Excerpt —

[Begin]

Nigeria: Don Canvasses Implementation of National Education Policy On Arabic Language

Harold Schiffman hfsclpp at gmail.com
Fri Nov 9 13:51:51 UTC 2007


Don Canvasses Implementation of National Education Policy On Arabic Language


Vanguard (Lagos)


NEWS
7 November 2007
Posted to the web 8 November 2007

By Olubusuyi Adenipekun
Lagos

THE way English language occupies a prominent position in the
country's school curriculum, a university don has equally advocated
for the teaching of Arabic language in all public schools, even if on
optional basis, as provided in the 2004 and 2007 editions of the
National Policy on Education (NPE). This view came from Professor
Bashir Babatunde Oderinde of the Department of Curriculum Studies,
Lagos State University, while delivering the institution's 35th
inaugural lecture last week.

In the lecture which is titled 'English and Arabic In Curriculum Context:

Benefits To The Nigerian Society', Oderinde stressed that because
Arabic came into the school curriculum via the specially established
'Experimental Government Muslim Schools', it did not have the benefit
of universal presence in all schools like English language, adding
that it was unthinkable to expect Christian missionaries to make space
for Arabic teaching as a language in their schools, given the unending
rivalry between Islam and Christianity. The lack of governmental
support for Arabic from the beginning, according to the Professor of
Language Education, has aggravated the problems bedevilling the
teaching of Arabic in the formal curriculum, leading to paucity of
recruits for the language in the schools.

He said: "While teachers of English worry about large classes because
of the compulsory status of the subject, teachers of Arabic lose sleep
over thin classes as a result of the optional status of the subject
and probably its utility value. The attrition rate in the Arabic class
is enormous, whatever the level of study. There was once a debate in
this university on why the resources of other viable courses should be
expended on Arabic, which cannot pay its way".

Oderinde also identifies defective teaching methodology as another
problem bedevilling the teaching of Arabic in the formal curriculum,
stressing that if the teacher gets it right pedagogically, the
attrition would reduce. According to him, conversion to modern
language approaches has been difficult for the Arabic teacher, either
in training or in the field. As a way of arresting the rapidly
declining interest in Arabic language as a school subject, Professor
Oderinde recommends that, apart from teaching Arabic in all public
schools, all Federal Government agencies that are having
responsibility for education, evaluation and placement or curriculum
development and research like WAEC, NECO, JAMB, etc. must employ or
continue to sustain Arabic experts on them.

[End]

To-do list —
a. From the article on teaching Arabic in Nigerian schools, set down the passage starting with "Oderinde also identifies" and going on through "experts on them.", word for word.
b. In the article on teaching Arabic in Nigerian schools, which department and university is Professor Oderinde attached to?
c. Extend the article on teaching Arabic in Nigerian schools, starting after its last sentence.

[Object pointing dataset records]

[Begin]

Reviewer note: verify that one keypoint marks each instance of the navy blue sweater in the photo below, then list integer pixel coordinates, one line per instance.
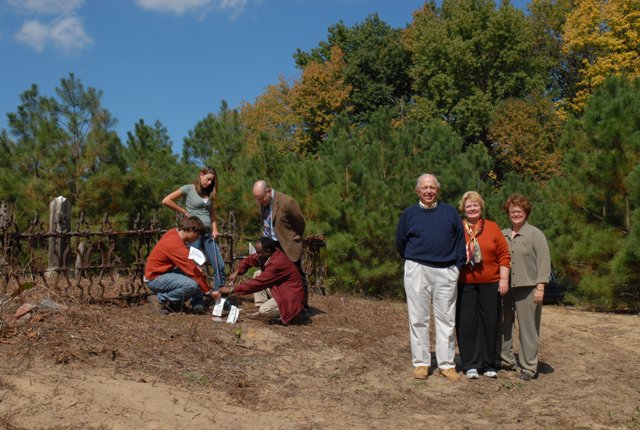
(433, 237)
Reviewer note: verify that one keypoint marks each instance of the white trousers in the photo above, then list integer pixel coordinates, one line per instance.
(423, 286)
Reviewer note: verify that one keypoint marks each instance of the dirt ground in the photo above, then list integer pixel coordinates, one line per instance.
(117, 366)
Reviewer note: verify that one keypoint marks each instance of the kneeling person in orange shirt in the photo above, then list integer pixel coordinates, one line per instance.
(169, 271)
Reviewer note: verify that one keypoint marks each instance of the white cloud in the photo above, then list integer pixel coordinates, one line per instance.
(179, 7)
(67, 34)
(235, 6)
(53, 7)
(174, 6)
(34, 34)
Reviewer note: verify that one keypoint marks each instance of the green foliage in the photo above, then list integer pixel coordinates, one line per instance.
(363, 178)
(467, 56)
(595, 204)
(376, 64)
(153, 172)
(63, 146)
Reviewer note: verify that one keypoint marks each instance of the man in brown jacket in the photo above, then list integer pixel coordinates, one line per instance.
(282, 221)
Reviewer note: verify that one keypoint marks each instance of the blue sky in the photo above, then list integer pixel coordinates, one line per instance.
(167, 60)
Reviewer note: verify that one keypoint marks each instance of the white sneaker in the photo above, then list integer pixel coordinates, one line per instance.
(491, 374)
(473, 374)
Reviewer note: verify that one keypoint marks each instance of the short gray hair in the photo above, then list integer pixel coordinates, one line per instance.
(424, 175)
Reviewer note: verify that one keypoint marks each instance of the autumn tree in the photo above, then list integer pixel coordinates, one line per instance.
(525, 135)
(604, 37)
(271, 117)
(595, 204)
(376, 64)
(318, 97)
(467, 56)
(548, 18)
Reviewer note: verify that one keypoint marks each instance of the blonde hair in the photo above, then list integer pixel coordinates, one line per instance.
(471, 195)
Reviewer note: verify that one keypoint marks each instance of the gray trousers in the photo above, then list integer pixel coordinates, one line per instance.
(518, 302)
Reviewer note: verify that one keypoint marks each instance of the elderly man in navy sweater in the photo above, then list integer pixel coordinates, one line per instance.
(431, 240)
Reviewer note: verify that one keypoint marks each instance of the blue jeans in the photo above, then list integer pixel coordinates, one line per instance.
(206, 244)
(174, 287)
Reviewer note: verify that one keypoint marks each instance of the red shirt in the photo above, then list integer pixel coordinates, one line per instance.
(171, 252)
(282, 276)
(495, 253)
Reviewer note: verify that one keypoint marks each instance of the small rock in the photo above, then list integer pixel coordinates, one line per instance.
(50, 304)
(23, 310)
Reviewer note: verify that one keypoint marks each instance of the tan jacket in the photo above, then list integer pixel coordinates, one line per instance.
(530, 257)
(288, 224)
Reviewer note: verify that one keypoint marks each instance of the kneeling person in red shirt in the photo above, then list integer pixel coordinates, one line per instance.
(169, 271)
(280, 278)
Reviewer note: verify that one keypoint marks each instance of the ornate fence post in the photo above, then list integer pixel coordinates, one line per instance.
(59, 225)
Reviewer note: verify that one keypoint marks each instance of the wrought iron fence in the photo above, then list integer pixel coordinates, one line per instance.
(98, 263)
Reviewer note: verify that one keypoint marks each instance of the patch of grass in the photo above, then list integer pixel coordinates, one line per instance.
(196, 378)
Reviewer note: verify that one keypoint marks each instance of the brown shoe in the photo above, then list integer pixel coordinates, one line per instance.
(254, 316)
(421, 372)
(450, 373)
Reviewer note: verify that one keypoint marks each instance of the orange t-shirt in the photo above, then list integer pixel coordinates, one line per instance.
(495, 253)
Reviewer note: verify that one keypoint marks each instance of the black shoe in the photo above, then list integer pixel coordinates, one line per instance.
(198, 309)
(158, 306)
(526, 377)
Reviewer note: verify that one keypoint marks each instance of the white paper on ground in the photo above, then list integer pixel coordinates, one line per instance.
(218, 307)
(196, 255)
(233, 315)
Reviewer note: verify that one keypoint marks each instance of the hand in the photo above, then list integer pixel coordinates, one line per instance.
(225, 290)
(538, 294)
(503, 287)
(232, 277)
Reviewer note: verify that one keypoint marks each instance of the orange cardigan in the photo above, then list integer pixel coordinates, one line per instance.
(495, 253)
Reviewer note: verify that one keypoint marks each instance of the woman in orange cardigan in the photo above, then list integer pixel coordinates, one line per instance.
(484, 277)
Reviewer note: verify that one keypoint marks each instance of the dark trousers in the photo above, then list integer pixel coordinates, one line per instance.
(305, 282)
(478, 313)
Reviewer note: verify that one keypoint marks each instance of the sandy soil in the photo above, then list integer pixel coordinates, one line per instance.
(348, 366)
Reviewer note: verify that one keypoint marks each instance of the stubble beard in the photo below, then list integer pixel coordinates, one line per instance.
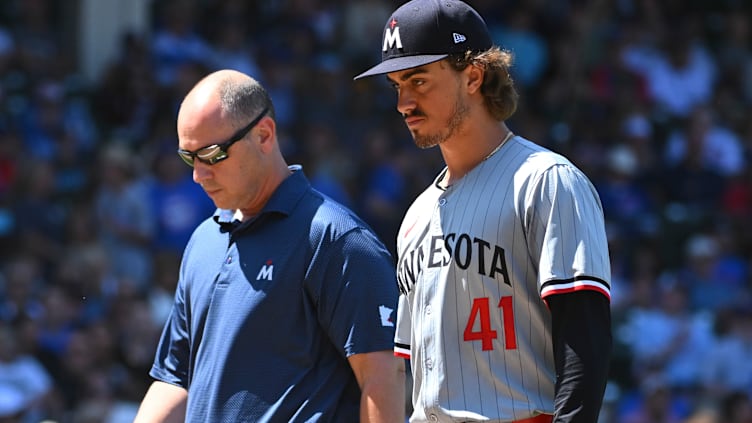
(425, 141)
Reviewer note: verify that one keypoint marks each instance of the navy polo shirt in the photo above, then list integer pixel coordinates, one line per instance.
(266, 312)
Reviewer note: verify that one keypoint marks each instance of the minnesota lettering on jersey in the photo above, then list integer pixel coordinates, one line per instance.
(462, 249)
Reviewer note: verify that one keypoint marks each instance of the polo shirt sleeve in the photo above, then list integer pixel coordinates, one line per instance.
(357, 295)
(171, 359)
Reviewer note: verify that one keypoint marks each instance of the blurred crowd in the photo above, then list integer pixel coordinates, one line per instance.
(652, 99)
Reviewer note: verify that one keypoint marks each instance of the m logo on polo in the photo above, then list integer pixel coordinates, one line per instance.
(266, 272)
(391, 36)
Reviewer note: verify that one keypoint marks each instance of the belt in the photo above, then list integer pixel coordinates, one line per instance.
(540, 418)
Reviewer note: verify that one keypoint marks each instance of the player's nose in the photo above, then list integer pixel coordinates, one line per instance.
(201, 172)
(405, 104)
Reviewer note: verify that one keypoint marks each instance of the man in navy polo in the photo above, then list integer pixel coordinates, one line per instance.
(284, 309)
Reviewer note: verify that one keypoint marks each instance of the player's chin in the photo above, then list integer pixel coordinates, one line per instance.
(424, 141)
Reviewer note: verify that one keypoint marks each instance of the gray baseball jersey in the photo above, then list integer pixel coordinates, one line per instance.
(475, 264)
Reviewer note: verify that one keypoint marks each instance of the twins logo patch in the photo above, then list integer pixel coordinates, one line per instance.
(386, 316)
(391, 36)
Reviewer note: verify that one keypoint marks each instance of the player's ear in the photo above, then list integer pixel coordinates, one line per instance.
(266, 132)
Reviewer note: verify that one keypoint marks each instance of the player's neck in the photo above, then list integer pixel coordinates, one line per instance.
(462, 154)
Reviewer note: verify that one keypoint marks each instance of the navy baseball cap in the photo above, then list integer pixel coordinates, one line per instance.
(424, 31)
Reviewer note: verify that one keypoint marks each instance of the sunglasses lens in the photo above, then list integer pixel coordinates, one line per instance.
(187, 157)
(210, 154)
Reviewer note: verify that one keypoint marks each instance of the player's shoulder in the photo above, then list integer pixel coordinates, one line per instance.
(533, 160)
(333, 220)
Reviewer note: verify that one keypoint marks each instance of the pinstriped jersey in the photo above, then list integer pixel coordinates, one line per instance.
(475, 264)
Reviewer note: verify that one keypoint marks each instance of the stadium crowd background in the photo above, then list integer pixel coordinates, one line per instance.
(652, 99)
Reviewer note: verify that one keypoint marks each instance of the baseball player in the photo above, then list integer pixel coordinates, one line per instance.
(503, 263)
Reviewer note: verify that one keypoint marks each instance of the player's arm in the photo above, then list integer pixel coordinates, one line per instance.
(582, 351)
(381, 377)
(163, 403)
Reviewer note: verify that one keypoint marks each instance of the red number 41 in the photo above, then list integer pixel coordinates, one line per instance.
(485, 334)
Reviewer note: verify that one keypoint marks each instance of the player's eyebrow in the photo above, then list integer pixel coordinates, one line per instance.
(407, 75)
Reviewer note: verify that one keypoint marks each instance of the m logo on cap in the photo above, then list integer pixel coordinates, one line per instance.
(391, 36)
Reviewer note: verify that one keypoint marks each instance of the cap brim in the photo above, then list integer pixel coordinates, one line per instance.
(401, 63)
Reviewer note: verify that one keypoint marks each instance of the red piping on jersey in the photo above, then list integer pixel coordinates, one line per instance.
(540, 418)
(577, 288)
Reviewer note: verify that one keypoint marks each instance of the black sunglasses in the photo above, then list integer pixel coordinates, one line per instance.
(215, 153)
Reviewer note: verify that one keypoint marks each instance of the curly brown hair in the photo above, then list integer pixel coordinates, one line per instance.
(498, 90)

[End]

Solved tasks —
a.
Oderinde also identifies defective teaching methodology as another
problem bedevilling the teaching of Arabic in the formal curriculum,
stressing that if the teacher gets it right pedagogically, the
attrition would reduce. According to him, conversion to modern
language approaches has been difficult for the Arabic teacher, either
in training or in the field. As a way of arresting the rapidly
declining interest in Arabic language as a school subject, Professor
Oderinde recommends that, apart from teaching Arabic in all public
schools, all Federal Government agencies that are having
responsibility for education, evaluation and placement or curriculum
development and research like WAEC, NECO, JAMB, etc. must employ or
continue to sustain Arabic experts on them.

b. The Department of Curriculum Studies at Lagos State University.

c.
The syllabus, text books and methods of teaching, he further proposes,
must continue to emphasize and entrench the teaching of the four
language skills of listening, speaking, reading and writing in that
natural order, stressing that there should be much less emphasis on
translation from Arabic to English and vice-versa at the junior level
of learning the language. As a way of catapulting Arabic to a
prominent school subject at all levels of the nation's education
system, Professor Oderinde canvasses for the empowerment of the
Nigerian Arabic Language Village (NALV), so that it can accomplish the
purpose for which it was founded.

He calls for massive injection of funds into the Village to reduce the
harsh condition of studying there, adding that many universities have,
for many years, stopped sending their students to the inter-university
centre. The LASU don further calls on the National Universities
Commission (NUC), which is charged with enforcing minimum standards in
such institutions, to frown upon the unilateral decisions of the
clients of NALV to deny their students the opportunity to take
necessary courses in the Village in partial fulfilment of the
requirements for the award of their certificate in Arabic.

Another panacea for solving the declining students enrolment in
Arabic, according to Oderinde, is that teachers of Arabic should
professionalize pedagogically and should be regularly sent on well
organized refresher courses on modern language teaching once on the
field with clear rewards attached as suggested for English teachers.
Apart from instituting pre-degree programmes in Arabic, as it has been
done for French, Oderinde also recommends, for other universities in
Nigeria, the LASU model of keeping Arabic in the Department of Foreign
L:anguages and Islamic Studies in the Department of Religion and all
new Muslim universities, though science and technology inclined, must
establish service centres to teach Arabic to all students interested
in being marketable worldwide since they already have English as a
second language.

To popularize Arabic in school curriculum, the Don also opines that
Arabic Governments, directly or through Arab Language Educational,
Social and Cultural Organization (ALESCO), should give financial
assistance to countries (including Nigeria) where Arabic is taught
over its promotion not just for the propagation of Islam. Again,
Arabic by radio should be re-introduced, says Professor Oderinde,
stressing that the radio programme has the added capacity of
indirectly enlightening Nigerians of all faiths that Arabic is not
only the language of the Islamic but also a communicative tool like
any living language.

While teachers should use language games, school club activities
should also be encouraged among Arabic students. The implementation of
the above recommendations is, to Oderinde, very important because of
the benefits of Arabic in curriculum context to the Nigerian society.
The first benefit of Arabic is that it is both a foreign and an
indigenous language in Nigeria. This is apart from its more popular
quality of being the language of the Qur'an and a lingua franca of
world Muslims. He also states that a good knowledge of Arabic will
assist in understanding and unraveling more Arabic loan words in
Nigerian languages, particularly Hausa and Yoruba.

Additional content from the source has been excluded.